* ESTRATTO FORNITO *
·····

Compromettendo in tal modo la sopravvivenza del nostro patrimonio genetico.

Il filologo serve proprio a quello (non a riprodursi, ovviamente), cioè a fare in modo che nulla, o quasi, del passato vada perduto.
Dovete sapere che anticamente il mercato editoriale era un pochino di nicchia, vuoi perché c’era un tasso di analfabetismo che nemmeno a un raduno di Casa Pound; vuoi perché, con somma gioia della Siae, non esistevano ancora le fotocopiatrici e i libri venivano scritti e pubblicati rigorosamente a mano.
Naturalmente l’autore non poteva mettersi a copiare personalmente le sue opere, quindi ci si affidava a copisti, in particolar modo nel Medioevo questi erano monaci che trascrivevano pazientemente i rotoli di autori contemporanei, ma soprattutto antichi. Ora, se abitate in un paesino conoscerete sicuramente quello che io chiamo l’Effetto Studio Aperto, vale a dire quell’effetto per cui una notizia insignificante subisce modifiche tali da diventare argomento di discussione o guadagnarsi l’apertura nel suddetto notiziario. Questo effetto si può facilmente spiegare con questo schema:




Bene, lo stesso succedeva con i copisti. In pratica sti poveri monaci che dalla mattina alla sera non facevano altro che copiare manoscritti, ogni tanto potevano sbagliare: sia perché non conoscevano il latino e quindi copiavano le lettere così come le vedevano (la competenza in Italia è sempre stata di fondamentale importanza); sia perché dopo dodici ore a lume di candela voglio vedere te se non sbagliavi; sia perché magari, per ragioni etiche o religiose, decidevano di punto in bianco di cambiare l’opera. Fai un errore oggi, fai un errore domani, cambia di qua, cambia di là, ed ecco che il testo iniziale viene ampiamente modificato.

·····

* CONTENUTO DEL DATASET *
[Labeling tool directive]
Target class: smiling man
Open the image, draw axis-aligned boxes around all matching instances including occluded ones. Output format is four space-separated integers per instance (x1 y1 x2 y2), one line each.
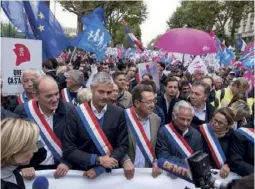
113 71 132 108
189 81 215 128
156 100 203 164
15 76 75 179
63 72 128 179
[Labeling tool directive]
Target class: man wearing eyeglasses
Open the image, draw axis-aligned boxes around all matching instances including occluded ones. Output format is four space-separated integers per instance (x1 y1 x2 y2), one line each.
122 84 161 180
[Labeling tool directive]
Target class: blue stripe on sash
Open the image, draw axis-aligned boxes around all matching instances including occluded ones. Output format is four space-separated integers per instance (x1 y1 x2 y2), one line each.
163 126 187 158
207 125 226 163
125 111 152 166
24 102 61 161
76 106 106 156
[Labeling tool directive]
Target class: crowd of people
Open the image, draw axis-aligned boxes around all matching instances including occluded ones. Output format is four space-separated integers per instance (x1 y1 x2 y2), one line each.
1 52 254 188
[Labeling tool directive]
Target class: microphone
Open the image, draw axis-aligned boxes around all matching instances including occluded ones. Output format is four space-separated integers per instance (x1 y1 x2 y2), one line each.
32 176 49 189
157 158 193 183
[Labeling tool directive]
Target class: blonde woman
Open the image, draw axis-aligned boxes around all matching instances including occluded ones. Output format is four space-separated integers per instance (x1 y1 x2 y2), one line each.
1 118 39 189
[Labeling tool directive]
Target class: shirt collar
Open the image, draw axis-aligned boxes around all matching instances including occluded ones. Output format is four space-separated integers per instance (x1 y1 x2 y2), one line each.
194 103 206 112
38 104 56 119
90 100 107 114
182 128 189 136
135 111 149 123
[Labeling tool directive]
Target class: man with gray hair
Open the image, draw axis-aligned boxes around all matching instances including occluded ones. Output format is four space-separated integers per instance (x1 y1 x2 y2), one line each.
156 100 203 164
17 68 41 104
61 70 84 105
63 72 128 179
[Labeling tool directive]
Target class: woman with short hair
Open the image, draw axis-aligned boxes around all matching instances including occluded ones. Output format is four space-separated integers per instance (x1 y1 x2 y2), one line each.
200 107 234 178
1 118 39 189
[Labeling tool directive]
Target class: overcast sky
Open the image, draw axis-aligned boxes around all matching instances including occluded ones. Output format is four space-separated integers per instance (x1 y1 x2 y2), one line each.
1 0 180 45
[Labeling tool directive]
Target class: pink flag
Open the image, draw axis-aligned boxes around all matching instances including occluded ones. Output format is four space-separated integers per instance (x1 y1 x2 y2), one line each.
243 70 254 92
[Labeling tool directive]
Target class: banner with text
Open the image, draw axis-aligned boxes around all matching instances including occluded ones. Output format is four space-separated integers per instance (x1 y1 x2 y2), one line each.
0 37 42 95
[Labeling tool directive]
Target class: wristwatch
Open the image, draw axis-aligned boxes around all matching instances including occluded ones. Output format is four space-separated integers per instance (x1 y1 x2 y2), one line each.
96 156 100 165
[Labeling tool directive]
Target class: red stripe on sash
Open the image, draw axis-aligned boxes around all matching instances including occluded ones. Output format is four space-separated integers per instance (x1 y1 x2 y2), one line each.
83 102 113 152
200 125 222 169
168 123 193 154
32 100 62 148
18 95 23 104
130 108 155 159
61 89 67 102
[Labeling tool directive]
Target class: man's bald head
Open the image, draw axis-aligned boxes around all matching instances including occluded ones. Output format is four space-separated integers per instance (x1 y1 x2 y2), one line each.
33 75 58 94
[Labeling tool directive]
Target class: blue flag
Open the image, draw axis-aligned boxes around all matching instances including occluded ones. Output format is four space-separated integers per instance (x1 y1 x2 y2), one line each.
71 16 111 60
81 7 106 29
1 1 70 60
1 1 35 39
220 48 235 66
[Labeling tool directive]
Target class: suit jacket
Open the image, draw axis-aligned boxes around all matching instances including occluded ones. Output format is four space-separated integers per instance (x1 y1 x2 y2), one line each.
156 123 203 164
1 106 19 120
157 95 180 124
191 101 215 130
1 169 25 189
63 104 128 170
202 128 234 169
117 91 132 108
122 113 160 167
14 100 75 169
229 124 254 176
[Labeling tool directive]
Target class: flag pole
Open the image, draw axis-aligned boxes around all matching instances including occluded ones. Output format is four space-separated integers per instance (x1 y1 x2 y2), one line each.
69 47 77 64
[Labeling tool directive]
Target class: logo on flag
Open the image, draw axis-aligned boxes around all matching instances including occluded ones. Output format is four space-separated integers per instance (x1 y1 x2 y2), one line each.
13 43 31 66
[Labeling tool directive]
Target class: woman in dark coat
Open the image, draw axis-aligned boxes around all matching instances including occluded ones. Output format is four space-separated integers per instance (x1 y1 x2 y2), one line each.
1 118 39 189
200 107 234 178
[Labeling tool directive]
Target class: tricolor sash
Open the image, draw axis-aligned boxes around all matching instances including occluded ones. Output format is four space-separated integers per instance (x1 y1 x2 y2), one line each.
236 127 255 144
24 100 62 160
61 88 72 102
163 123 193 158
17 92 28 104
76 102 113 155
125 108 155 166
200 124 226 169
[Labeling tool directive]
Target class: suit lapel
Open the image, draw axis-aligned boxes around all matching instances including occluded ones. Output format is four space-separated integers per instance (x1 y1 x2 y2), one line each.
149 115 157 147
102 104 113 131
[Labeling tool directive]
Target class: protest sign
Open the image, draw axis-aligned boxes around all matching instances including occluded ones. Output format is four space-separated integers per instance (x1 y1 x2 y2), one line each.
243 70 254 92
25 168 239 189
1 37 42 95
138 62 159 89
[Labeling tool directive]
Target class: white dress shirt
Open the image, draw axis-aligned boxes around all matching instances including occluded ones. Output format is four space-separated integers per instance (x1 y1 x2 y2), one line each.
194 104 206 121
38 105 55 165
134 118 151 168
90 101 107 119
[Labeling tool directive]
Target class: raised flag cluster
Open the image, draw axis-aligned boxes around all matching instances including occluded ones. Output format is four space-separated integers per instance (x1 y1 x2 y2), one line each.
1 1 70 60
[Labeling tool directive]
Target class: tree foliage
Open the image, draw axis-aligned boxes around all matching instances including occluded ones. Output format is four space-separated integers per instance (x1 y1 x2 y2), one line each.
59 0 148 45
167 1 254 42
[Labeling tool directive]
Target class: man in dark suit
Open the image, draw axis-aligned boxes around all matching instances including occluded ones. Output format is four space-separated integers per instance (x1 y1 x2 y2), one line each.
189 81 215 129
156 100 203 165
122 84 161 179
229 121 254 176
63 72 128 179
157 77 179 124
15 76 75 179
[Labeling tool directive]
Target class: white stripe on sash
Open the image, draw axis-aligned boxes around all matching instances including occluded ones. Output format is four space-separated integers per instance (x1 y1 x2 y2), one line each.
76 103 113 155
61 88 72 102
164 123 193 158
200 124 226 169
125 108 155 165
25 100 62 160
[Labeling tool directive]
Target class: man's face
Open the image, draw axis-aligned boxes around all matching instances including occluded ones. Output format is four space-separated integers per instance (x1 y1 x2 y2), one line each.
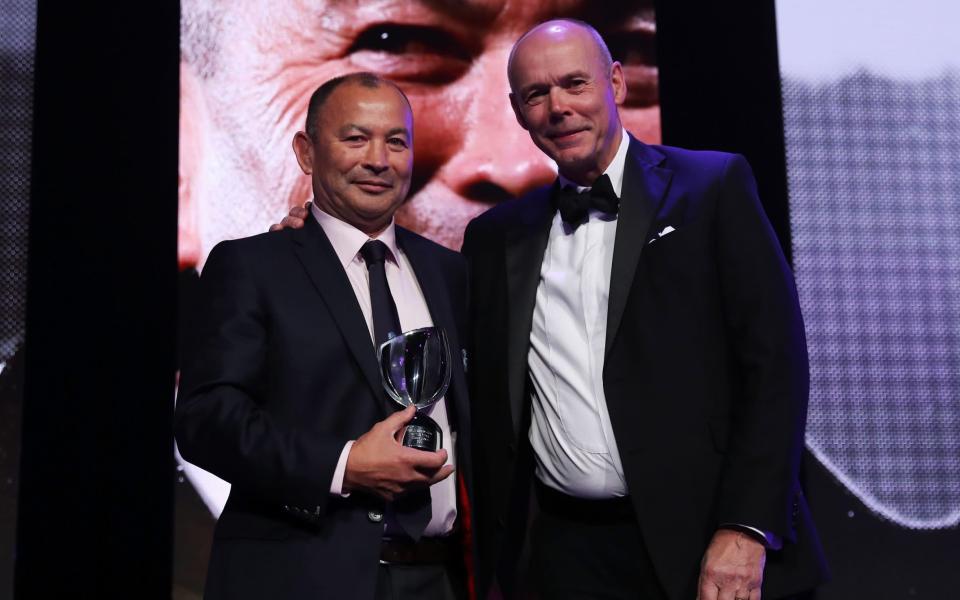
293 83 413 234
510 21 626 185
180 0 660 266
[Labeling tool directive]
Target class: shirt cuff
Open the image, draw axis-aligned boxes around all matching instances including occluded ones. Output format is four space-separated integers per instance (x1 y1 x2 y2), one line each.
720 523 783 550
330 440 354 498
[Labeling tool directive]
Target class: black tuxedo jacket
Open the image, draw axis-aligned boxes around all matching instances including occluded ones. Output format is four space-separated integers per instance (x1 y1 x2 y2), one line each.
176 217 473 599
463 139 825 598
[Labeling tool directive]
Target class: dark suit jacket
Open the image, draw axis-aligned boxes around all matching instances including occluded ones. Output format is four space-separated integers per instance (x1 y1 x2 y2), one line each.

·····

* ISTRUZIONI OPERATIVE *
Restituisci, senza alcuna modifica, il passo del brano sul lavoro del filologo che si apre con le parole "Il filologo serve" e si chiude con "rigorosamente a mano.".

* RISPOSTA ALL'ESERCIZIO *
Il filologo serve proprio a quello (non a riprodursi, ovviamente), cioè a fare in modo che nulla, o quasi, del passato vada perduto.
Dovete sapere che anticamente il mercato editoriale era un pochino di nicchia, vuoi perché c’era un tasso di analfabetismo che nemmeno a un raduno di Casa Pound; vuoi perché, con somma gioia della Siae, non esistevano ancora le fotocopiatrici e i libri venivano scritti e pubblicati rigorosamente a mano.